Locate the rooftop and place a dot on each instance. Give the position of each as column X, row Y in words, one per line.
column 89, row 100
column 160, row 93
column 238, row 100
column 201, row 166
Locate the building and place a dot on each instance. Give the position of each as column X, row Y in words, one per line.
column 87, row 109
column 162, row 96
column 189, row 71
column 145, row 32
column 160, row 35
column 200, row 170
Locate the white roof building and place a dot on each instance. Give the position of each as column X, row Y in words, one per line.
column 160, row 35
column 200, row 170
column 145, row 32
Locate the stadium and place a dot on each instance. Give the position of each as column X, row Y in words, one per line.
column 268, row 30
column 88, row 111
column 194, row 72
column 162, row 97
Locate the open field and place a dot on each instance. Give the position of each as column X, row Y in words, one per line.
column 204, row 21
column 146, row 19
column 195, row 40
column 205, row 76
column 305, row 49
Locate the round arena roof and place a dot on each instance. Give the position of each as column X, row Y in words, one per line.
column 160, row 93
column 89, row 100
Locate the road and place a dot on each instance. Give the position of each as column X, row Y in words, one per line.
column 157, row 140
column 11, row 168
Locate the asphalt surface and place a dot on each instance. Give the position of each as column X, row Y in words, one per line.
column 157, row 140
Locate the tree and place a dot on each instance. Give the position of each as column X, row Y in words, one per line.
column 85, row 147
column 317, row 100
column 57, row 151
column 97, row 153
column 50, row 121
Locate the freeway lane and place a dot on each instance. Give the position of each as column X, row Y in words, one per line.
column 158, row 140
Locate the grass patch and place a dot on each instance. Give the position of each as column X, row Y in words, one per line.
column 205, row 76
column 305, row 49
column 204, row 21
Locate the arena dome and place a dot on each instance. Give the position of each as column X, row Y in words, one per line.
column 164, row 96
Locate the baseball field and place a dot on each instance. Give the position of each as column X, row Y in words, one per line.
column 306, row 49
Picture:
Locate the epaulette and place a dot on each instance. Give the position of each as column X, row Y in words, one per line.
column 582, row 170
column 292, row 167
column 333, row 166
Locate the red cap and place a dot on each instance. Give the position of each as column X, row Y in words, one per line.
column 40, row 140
··········
▶ [TASK DIRECTIONS] Copy the data word for word, starting at the line that contains "Locate the grass" and ending with the last line of the data.

▶ [RESPONSE]
Locate the grass patch and place a dot on each instance. Give the position of each as column X, row Y in words, one per line.
column 205, row 76
column 305, row 49
column 204, row 21
Locate the arena dome and place a dot on each instance. Give the position of each as column X, row Y in words, one per line.
column 164, row 96
Locate the baseball field and place a dot on each instance. Give the position of each as column X, row Y in words, one per line.
column 306, row 49
Picture:
Locate the epaulette and place a dot on each instance. Give the position of each as column X, row Y in words, one per line.
column 582, row 170
column 292, row 167
column 333, row 166
Locate the red cap and place a dot on each instance. Give the position of each as column X, row Y in words, one per line.
column 40, row 140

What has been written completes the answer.